» **Task requirements**
Locate each line of the records below that contains the string "outline" and copy those lines. Case counts.

» **Material**
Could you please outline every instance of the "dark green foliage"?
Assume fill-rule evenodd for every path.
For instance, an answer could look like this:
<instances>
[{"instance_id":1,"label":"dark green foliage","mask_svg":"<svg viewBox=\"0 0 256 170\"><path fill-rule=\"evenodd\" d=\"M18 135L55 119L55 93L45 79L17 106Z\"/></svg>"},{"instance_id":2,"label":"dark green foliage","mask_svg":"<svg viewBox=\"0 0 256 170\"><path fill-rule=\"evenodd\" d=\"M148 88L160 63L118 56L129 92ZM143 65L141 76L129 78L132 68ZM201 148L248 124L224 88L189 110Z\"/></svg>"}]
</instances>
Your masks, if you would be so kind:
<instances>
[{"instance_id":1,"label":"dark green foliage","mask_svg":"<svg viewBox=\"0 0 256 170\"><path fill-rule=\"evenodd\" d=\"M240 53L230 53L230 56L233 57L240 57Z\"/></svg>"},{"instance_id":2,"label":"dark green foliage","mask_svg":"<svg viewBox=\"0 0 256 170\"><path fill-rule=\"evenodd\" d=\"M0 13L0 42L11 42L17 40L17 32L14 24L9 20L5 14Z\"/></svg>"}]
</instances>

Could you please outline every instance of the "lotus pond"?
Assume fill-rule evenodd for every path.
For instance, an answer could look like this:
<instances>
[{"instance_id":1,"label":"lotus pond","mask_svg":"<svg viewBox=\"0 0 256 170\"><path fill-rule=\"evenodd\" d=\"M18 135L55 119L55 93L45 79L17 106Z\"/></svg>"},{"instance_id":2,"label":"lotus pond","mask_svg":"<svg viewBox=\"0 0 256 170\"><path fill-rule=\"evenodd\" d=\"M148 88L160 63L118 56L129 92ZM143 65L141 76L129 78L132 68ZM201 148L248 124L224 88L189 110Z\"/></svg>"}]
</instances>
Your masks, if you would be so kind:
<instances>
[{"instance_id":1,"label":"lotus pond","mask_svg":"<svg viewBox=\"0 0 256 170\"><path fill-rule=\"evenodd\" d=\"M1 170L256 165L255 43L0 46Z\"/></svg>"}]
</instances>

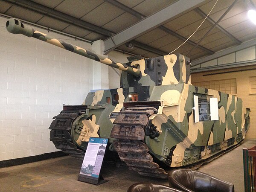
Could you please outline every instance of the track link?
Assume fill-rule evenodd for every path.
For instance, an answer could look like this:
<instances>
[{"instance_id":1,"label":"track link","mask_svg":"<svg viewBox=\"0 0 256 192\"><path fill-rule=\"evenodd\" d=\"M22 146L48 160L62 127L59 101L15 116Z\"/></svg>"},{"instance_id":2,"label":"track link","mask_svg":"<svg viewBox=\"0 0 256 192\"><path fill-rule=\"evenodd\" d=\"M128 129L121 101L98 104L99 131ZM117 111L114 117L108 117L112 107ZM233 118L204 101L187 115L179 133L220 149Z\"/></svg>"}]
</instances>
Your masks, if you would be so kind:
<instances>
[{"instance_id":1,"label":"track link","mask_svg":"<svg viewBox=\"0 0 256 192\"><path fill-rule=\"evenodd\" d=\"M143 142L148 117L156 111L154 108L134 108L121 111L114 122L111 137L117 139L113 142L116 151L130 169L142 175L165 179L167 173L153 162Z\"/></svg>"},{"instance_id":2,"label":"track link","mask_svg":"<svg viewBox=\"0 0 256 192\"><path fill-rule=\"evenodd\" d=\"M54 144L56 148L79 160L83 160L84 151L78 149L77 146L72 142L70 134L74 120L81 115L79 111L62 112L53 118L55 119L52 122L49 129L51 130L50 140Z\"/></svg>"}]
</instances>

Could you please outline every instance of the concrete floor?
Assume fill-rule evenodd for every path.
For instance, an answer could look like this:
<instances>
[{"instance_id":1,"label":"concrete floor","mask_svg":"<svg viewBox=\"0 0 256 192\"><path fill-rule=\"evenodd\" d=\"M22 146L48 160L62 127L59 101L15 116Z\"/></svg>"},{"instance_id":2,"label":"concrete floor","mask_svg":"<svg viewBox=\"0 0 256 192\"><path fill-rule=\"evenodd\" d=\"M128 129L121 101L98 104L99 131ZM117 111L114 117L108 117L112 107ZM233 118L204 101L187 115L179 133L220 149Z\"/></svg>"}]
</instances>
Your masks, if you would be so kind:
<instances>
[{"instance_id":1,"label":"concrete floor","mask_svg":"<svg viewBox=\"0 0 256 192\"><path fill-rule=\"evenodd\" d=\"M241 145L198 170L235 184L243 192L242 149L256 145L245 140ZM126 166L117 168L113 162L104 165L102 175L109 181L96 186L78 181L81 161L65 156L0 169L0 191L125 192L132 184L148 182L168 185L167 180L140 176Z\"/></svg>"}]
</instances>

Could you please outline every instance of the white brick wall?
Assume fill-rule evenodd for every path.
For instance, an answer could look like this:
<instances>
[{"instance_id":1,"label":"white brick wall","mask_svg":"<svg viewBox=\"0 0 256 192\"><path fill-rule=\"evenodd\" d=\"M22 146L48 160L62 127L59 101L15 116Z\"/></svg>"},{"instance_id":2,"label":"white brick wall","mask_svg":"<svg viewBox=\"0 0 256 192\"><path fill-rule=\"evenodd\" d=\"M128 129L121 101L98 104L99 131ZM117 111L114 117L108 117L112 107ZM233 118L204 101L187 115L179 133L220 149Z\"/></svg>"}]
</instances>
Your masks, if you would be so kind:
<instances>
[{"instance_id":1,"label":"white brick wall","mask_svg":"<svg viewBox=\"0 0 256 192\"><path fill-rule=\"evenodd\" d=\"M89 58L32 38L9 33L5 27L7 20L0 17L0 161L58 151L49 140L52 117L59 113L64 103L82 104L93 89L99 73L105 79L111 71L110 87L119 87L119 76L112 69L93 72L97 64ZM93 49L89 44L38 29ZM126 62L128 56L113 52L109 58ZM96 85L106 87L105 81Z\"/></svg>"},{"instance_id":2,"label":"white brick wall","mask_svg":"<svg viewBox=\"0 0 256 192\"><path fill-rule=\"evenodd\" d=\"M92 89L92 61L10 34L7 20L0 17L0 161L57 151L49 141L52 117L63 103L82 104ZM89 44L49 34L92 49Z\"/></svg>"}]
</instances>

* * *

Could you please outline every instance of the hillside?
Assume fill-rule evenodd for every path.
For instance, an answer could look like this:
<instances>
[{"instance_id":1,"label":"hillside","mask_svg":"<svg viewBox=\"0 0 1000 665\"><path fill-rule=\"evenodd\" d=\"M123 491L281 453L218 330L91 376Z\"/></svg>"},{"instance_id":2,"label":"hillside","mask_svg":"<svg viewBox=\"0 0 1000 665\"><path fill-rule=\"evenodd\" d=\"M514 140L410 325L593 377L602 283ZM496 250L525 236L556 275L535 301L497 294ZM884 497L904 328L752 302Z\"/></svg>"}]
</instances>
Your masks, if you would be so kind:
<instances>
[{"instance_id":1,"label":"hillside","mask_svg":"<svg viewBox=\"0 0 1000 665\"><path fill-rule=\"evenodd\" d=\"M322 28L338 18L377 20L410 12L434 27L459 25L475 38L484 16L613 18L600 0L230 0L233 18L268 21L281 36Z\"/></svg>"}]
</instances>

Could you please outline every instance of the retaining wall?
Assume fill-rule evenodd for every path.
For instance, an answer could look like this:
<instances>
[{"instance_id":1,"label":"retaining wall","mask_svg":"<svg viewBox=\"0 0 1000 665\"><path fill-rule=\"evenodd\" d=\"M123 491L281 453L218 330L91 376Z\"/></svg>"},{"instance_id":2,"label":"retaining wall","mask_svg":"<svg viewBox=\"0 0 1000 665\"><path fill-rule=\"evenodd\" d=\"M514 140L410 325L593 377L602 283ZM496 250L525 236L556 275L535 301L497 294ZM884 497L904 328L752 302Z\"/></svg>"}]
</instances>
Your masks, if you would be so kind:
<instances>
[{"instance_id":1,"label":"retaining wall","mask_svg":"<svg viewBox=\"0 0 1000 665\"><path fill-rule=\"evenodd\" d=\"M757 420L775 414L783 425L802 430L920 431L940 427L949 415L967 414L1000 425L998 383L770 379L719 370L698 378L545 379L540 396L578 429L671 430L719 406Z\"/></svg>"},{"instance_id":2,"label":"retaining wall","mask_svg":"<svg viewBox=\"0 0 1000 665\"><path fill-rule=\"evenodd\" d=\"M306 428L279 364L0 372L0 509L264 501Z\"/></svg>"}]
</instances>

» **Right answer**
Could you please outline every instance of the "dark green foliage"?
Could you please outline every instance of the "lotus pond"?
Could you please outline every instance of the track link?
Could you please outline every instance of the concrete floor?
Could you please outline every instance of the white brick wall?
Could you please outline every instance of the hillside?
Could you please outline every instance of the retaining wall?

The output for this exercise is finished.